— DOCUMENT EXCERPT —
☆ ☆ ☆ ☆ ☆

While the golden era of Christmas music may always seem just out of reach, streaming technology has injected added momentum to the market across charts, playlists, ad campaigns and sync. Ben Gilbert investigates just how lucrative this world remains for artists, labels and rights holders.
Some 25 years after release, Mariah Carey’s ‘All I Want For Christmas Is You’ has finally become a number one hit. Completing the sort of tortuous, near endless journey we might more readily associate with Santa himself, the ubiquitous single this week officially sealed its status as both a festive pop standard and radio-friendly unit shifter by reaching the US chart summit.
Not only is the track Carey’s 19th US number one, leaving her just one behind The Beatles’ record of 20, but it also becomes the first Christmas song since 1958 to top the US chart after ‘The Chipmunk Song (Christmas Don’t Be Late)’. The news has prompted great celebration from both the singer and her fanbase and underlines the enduring power of festive music in the digital age.
In line with the evolution of the technical processes, promotional platforms and fan-based engagement that have upended the music industry over the past 20 years, fashions change. But while the golden era of Christmas festive music may always seem just out of reach, there remains a healthy sense of creativity and competition in the annual chart rundown.

☆ ☆ ☆ ☆ ☆

— RECORDED DATA —
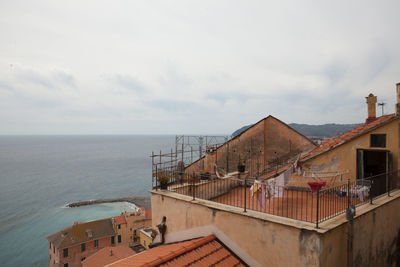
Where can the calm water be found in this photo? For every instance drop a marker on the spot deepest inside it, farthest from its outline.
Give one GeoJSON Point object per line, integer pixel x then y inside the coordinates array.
{"type": "Point", "coordinates": [40, 174]}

☆ ☆ ☆ ☆ ☆

— REQUIREMENTS —
a. Switch "single" to "track" in the stretch of the Christmas music article from "Some 25 years" through "US chart summit.", and write out that passage again with the change.
b. Pick up the article on the Christmas music market after its final sentence and carry it forward.

— ANSWERS —
a.
Some 25 years after release, Mariah Carey’s ‘All I Want For Christmas Is You’ has finally become a number one hit. Completing the sort of tortuous, near endless journey we might more readily associate with Santa himself, the ubiquitous track this week officially sealed its status as both a festive pop standard and radio-friendly unit shifter by reaching the US chart summit.

b.
Streaming has made a powerful impact on the festive charts
In the UK, we are currently faced with the unlikely spectre of a Noel Gallagher Christmas song and a video featuring Stephen Graham in a lampooning role that is unlikely to be reprised by Shane Meadows or Martin Scorsese. Elsewhere, Jarvis Cocker’s 2006 track ‘Running The World’ has been resurrected to address the “recent election horror” and goes head-to-head with the likes of LadBaby, Lewis Capaldi, Lyra Cole, Robbie Williams, and Waltham Forest Youth Choir’s reworking of East 17’s “Stay Another Day” in the race for the UK’s Christmas Number 1.
As detailed in The Guardian, the growth of streaming has made a direct and powerful impact on the festive charts, counteracting the continuing decline of more traditional listening platforms. Music industry analysts Nielsen report that streams of “All I Want For Christmas Is You” over the festive period have risen exponentially from 12.6m in 2014 to an incredible 185m in 2018.
Music supervisor Tracy McKnight from the Music Sales Corporation estimates that Carey has accrued in the region of $60m from perhaps her most famous song. This is a view echoed in a Business Insider article, which states that its annual release brings in royalties of approximately $500,000 for the US star from the UK alone. McKnight, who played a key role in putting together the soundtrack album for 2016’s Bad Santa 2, starring Billy Bob Thornton, says “holiday songs will always be an asset” for artists, labels and rights holders.
“The right placement can have a big impact on a film’s success”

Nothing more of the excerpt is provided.